[Annotated photo localization data]
○ ○ ○ ○ ○

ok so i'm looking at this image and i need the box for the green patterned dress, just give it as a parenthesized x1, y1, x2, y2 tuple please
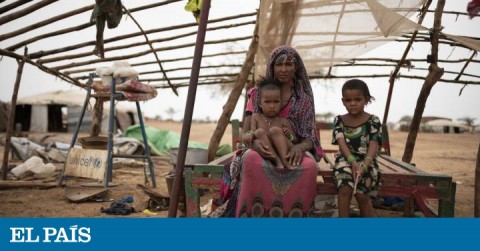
(331, 114, 382, 196)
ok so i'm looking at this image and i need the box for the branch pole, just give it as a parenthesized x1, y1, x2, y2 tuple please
(122, 5, 177, 96)
(2, 48, 27, 180)
(0, 0, 56, 26)
(402, 0, 445, 163)
(0, 49, 85, 89)
(383, 0, 432, 126)
(168, 0, 211, 218)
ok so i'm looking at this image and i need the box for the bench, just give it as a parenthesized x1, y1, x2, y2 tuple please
(184, 120, 456, 217)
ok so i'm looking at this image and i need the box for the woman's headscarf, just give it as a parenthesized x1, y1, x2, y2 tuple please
(253, 45, 322, 159)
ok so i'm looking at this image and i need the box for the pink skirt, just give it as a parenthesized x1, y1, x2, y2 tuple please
(231, 150, 318, 217)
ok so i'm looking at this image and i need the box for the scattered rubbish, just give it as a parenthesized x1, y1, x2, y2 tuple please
(64, 187, 109, 202)
(137, 184, 170, 211)
(10, 156, 56, 179)
(200, 199, 213, 215)
(100, 198, 135, 215)
(142, 209, 158, 216)
(82, 182, 119, 187)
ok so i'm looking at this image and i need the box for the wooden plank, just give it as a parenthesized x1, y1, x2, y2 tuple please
(380, 154, 427, 174)
(193, 164, 225, 173)
(0, 181, 57, 189)
(191, 177, 222, 189)
(64, 148, 107, 180)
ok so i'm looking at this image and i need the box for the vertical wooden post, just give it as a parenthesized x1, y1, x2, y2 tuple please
(475, 142, 480, 217)
(168, 0, 211, 218)
(1, 49, 26, 180)
(402, 0, 445, 163)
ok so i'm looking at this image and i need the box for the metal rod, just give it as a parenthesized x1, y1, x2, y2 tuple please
(112, 154, 150, 159)
(135, 101, 157, 187)
(57, 73, 94, 186)
(105, 76, 116, 188)
(168, 0, 211, 217)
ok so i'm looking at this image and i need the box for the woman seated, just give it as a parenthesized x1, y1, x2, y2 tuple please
(209, 45, 324, 217)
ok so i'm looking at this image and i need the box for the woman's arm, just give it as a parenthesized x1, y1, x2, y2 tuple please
(240, 114, 254, 146)
(282, 119, 297, 143)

○ ○ ○ ○ ○

**WORK TASK**
Copy all the lines of data exactly as they appear, dropping any images.

**OUTPUT BELOW**
ok so i'm looking at this image and i need the box for the green patterned dress, just give it as a parenthesized x1, y1, x2, y2 tuple please
(331, 114, 382, 196)
ok so i'm looking at this image and i need the box for the branch pole, just give it as a parenthesized x1, y1, x2, y2 tuple please
(122, 5, 177, 96)
(2, 48, 27, 180)
(0, 0, 56, 26)
(402, 0, 445, 163)
(0, 49, 85, 89)
(383, 0, 432, 126)
(168, 0, 211, 218)
ok so i'm looking at this image and i need the box for the bench, just give it as a parenthesized x1, y1, x2, y2 tuple please
(184, 120, 456, 217)
ok so i'm looking at this image and i need the box for the woman's headscarf, just give it as a parenthesized x1, y1, x2, y2 tuple please
(253, 45, 322, 159)
ok so i'm looking at this image and i need the box for the pink skirt, just give it as a parenthesized x1, y1, x2, y2 tuple please
(231, 150, 318, 217)
ok so i'm looking at this image and i need the box for the scattered rubbish, just give it as a parenthesized x1, y1, x2, y2 tuple please
(64, 187, 109, 202)
(137, 184, 170, 211)
(10, 156, 56, 179)
(200, 199, 213, 215)
(100, 198, 135, 215)
(142, 209, 158, 216)
(82, 182, 119, 187)
ok so i'm looking at this image and i need the box for the wooden plank, just give it as a parenthesized x1, y1, x2, y2 tuple please
(380, 154, 427, 174)
(193, 164, 225, 173)
(0, 181, 57, 189)
(191, 177, 222, 189)
(64, 148, 107, 180)
ok so i'm looking at this image and i need the box for the vertical wooden post, just give it as a parenthesized x1, y1, x2, y2 tuple please
(475, 142, 480, 217)
(168, 0, 211, 218)
(1, 49, 26, 180)
(402, 0, 445, 163)
ok so i'm looking at this image and i need the box for the metal rod, just give it as a parenthesized x1, y1, x2, y2 tuple please
(112, 154, 150, 159)
(135, 101, 157, 187)
(57, 73, 94, 186)
(105, 76, 116, 188)
(168, 0, 211, 217)
ok so i'm looking at this image and i need the box for the woman seated, just give it as a parenthesized x1, y1, x2, y2 tuple please
(209, 45, 324, 217)
ok so i'm looking at this image and i need the box for the woman's arm, just give it as a parenthesized x1, y1, x2, y2 tuple please
(240, 114, 254, 146)
(282, 119, 297, 143)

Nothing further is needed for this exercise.